WHAT IS ASKED:
Omit the images, then output each of the records below exactly.
'''
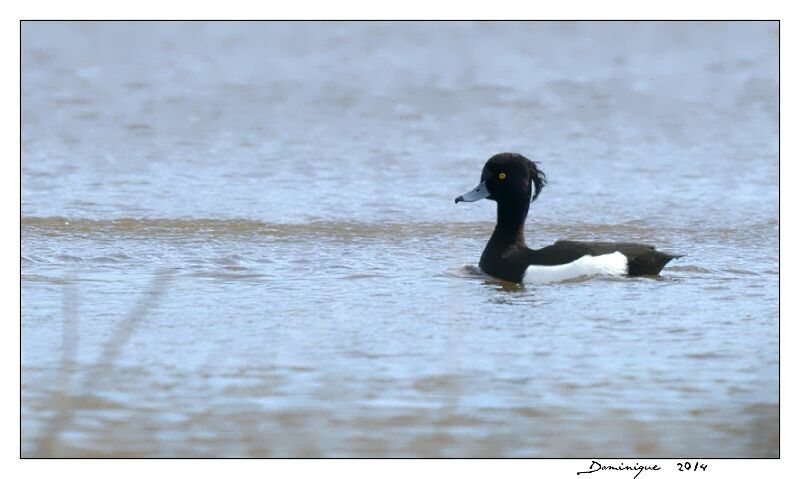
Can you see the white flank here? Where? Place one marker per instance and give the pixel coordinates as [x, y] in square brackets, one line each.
[612, 264]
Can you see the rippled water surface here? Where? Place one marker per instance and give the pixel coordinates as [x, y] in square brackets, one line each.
[239, 239]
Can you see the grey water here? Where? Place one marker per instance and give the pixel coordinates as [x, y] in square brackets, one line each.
[239, 239]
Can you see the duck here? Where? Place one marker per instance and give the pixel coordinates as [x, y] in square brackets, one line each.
[514, 182]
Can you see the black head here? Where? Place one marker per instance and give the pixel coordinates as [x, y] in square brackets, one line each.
[508, 178]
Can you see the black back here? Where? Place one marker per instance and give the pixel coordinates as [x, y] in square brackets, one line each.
[514, 181]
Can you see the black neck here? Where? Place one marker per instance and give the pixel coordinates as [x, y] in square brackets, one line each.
[510, 228]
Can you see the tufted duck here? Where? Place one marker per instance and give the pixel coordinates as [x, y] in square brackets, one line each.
[514, 181]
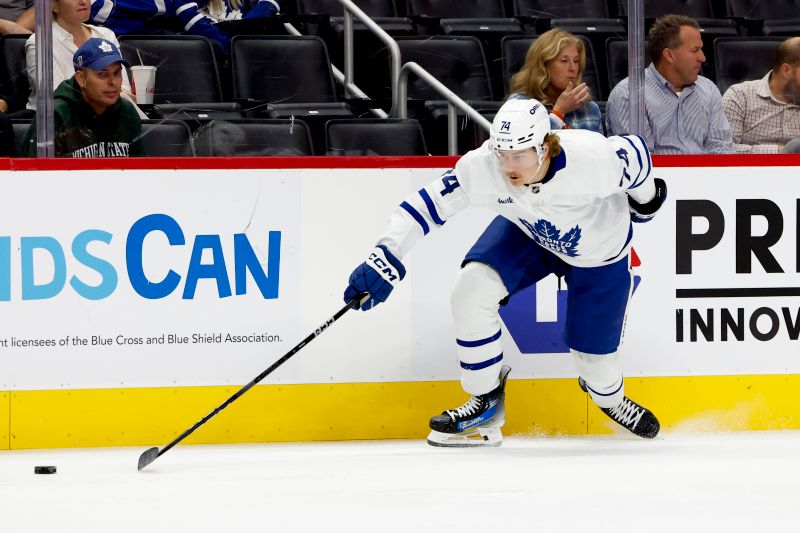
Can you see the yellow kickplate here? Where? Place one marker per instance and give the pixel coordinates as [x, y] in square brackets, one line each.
[353, 411]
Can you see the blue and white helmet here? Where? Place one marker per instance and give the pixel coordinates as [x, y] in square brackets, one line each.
[519, 124]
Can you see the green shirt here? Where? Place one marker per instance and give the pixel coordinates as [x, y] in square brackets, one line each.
[80, 132]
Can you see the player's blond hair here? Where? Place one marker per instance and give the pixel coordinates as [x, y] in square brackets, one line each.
[552, 141]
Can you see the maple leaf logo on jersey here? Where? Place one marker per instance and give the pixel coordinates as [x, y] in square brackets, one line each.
[549, 236]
'''
THE COMPLETED TASK:
Can you see the white flank here? Where? Place one marker per instance and give the pixel coordinates as [x, y] in square brackets, one line each.
[612, 264]
Can you see the rippled water surface here? Where? Place one marker per instance and give the pixel coordinates as [x, y] in square brackets, one line each.
[239, 239]
Can you see the grey water here? Where? Place one marker per instance and give the pixel coordinates as [x, y] in square brackets, one line each.
[239, 239]
Can you see the duck here? Where? Place one marker per instance and give the pixel coordinates as [x, y] in square brackets, one line each.
[514, 182]
Can you see the black head here? Where? Place one marker per instance and give the pixel coordinates as [x, y] in square brackets, one line each.
[508, 178]
Can you see the black back here? Where? Place one marker per instance and give the pixel coordinates as [x, y] in square brackets, one line each.
[514, 181]
Can you see the black neck here? Where? Place one marker per instance and give the pixel coordinates as [x, y] in square brackets, one line each.
[510, 228]
Can you see the tufted duck here? Where? Place one marker per instance and give the pixel coordinates as [x, y] in square brackets, one line each.
[514, 181]
Can you see the yellow kickplate here? Where? Place one marker per instance and give the pixel coordinates as [x, y] in square brackets, one line each.
[353, 411]
Can you see the blue and white helmet here? Where? Place one marker per instance and give the pixel coordinates as [x, y] in square brackets, one line each.
[519, 124]
Can you see the green shirt here? Where? Place one marker per instance and give the pixel coordinates as [x, y] in square brackets, one line each.
[80, 132]
Can you see the player's blond hair here? Where? Place one marker per instance and give the pixel coordinates as [x, y] in square brackets, one line each.
[552, 141]
Can you see the maple leaf logo on jersey here? Where? Place one marker per instance and give the pixel coordinates as [x, y] in square brackets, one line each.
[549, 236]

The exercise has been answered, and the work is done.